課題:
以下のコルディリェーラの棚田群の旅行記で、棚田がある地域として挙げられている地域名をすべて列挙せよ。

抜粋テキスト:
______________________________

コルディリェーラの棚田群を観光しつくす2泊3日の旅
目次
フィリピンのコルディリェーラの棚田郡はルソン島の北部、バナウェ周辺に点在する棚田で、バダット、バンガアン、フンドアン、ナガカダン、マヨヤオという5つの地域にあります。
詳しく知りたい方はこちらの記事もご参照ください。
今回は2泊3日で4つの棚田を巡ってきたので、その様子を紹介していきたいと思います。
1日目
マニラを前日の21時に出発したバスはキアンガンで一度乗り換えを挟み、8時にバナウェに到着しました。
棚田郡の巡り方や特徴などから滞在する宿に至るまで全くのノープランだったので、信頼のおけそうな客引きの一人に身をゆだねることにします。
バナウェは小さな町であるため大型バスが入れず、バスターミナルは少し離れた場所にあります。
バナウェのバスターミナルに到着。
ここで観光税50ペソを支払い、客引きの車に乗って観光案内所に行きました。そこで地図を見ながら棚田の説明を英語で受け、どの棚田を巡るか、どこに泊まるか、総額、を相談しました。
やはりバダットが一番のおすすめで、数日かけてバナウェからバダット周辺をトレッキングするのが人気なのだそうです。今回はいろいろな棚田に行きたかったので、バダット、バンガアン、フンドアン、マヨヤオを選びました。
マヨヤオを選ぶ人はとても珍しいらしくかなり驚かれました。ナガカダンの棚田は小さくて、観光は博物館がメインだからマヨヤオの方がおすすめだと言っていました。
ガイド料が3日間で3000ペソ、泊まったホテルが2泊で1500ペソ、トライシクル代がバダット1000ペソ、マヨヤオが少し高くて3000ペソ、フンドアンが1500ペソで合計10000ペソ(=約24000円)でした。
コルディリエーラの棚田付近はかなりの山奥で観光客も少ないためか、やや高めの値段設定になっています。棚田の維持への貢献だと思って納得しました。いきなりの出費だったのでまずはATMへ。
山間の町バナウェは標高が高く、涼しい。
ATMはメインストリートの奥、集会所のような場所にあった。
案内された宿に荷物を置いて身軽になると、10時30分。ガイドがしきりに勧めるので1Lのペットボトル水を買い、準備完了です。トライシクルでさっそく1か所目、バダットの棚田に向かいます。
30分ほど山道を進んで行くと、トライシクルやジプニーが停車している場所に着きました。ここからは徒歩で進んで行きます。ガイドの青い服のおばちゃんに連れられてトレッキングを開始しました。

______________________________

データブロック
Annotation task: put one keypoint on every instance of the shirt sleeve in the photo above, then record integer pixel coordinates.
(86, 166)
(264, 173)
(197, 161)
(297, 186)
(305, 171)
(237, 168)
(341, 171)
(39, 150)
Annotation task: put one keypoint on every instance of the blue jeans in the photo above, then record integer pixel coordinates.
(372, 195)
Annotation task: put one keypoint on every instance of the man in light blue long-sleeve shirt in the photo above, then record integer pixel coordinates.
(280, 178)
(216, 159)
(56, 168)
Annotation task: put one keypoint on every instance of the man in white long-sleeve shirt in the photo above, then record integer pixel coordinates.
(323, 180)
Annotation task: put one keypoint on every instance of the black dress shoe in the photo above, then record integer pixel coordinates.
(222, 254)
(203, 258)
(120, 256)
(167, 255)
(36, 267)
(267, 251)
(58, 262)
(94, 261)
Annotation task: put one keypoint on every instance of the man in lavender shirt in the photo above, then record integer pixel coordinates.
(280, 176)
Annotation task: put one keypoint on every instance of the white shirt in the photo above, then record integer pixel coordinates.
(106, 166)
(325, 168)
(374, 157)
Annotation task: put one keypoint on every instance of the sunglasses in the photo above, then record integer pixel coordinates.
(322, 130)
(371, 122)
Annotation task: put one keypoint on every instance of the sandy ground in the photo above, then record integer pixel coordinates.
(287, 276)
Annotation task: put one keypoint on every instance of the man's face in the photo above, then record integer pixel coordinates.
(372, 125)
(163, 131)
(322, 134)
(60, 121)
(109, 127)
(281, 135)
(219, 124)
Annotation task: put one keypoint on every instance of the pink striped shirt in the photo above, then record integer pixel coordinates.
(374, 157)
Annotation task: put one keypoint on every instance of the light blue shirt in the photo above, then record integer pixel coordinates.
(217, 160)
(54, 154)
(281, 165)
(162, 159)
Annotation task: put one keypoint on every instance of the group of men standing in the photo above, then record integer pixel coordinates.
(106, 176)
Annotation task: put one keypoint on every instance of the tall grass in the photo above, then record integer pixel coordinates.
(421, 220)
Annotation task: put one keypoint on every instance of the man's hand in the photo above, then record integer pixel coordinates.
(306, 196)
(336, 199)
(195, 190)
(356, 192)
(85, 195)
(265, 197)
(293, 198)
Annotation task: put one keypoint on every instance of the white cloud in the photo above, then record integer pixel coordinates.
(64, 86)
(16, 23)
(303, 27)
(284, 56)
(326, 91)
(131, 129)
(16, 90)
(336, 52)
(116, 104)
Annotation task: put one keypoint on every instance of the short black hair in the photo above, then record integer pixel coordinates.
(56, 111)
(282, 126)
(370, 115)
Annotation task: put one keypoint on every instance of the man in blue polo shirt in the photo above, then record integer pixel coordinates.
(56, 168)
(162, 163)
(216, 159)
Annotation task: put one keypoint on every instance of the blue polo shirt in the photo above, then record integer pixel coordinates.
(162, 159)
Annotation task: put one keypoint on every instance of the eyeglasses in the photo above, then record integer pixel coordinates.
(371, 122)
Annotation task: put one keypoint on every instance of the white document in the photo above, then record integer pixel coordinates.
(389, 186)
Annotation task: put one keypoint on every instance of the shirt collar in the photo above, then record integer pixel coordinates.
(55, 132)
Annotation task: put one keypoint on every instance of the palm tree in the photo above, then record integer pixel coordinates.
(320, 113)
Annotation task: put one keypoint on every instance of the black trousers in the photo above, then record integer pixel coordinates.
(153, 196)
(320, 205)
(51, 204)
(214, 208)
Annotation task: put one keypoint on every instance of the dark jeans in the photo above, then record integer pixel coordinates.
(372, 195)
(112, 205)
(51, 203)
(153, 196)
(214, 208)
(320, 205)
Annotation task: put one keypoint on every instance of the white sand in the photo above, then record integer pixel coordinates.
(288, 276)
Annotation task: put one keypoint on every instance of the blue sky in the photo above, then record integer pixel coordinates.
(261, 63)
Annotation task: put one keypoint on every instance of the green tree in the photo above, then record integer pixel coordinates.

______________________________

解答:
バダット、バンガアン、フンドアン、ナガカダン、マヨヤオ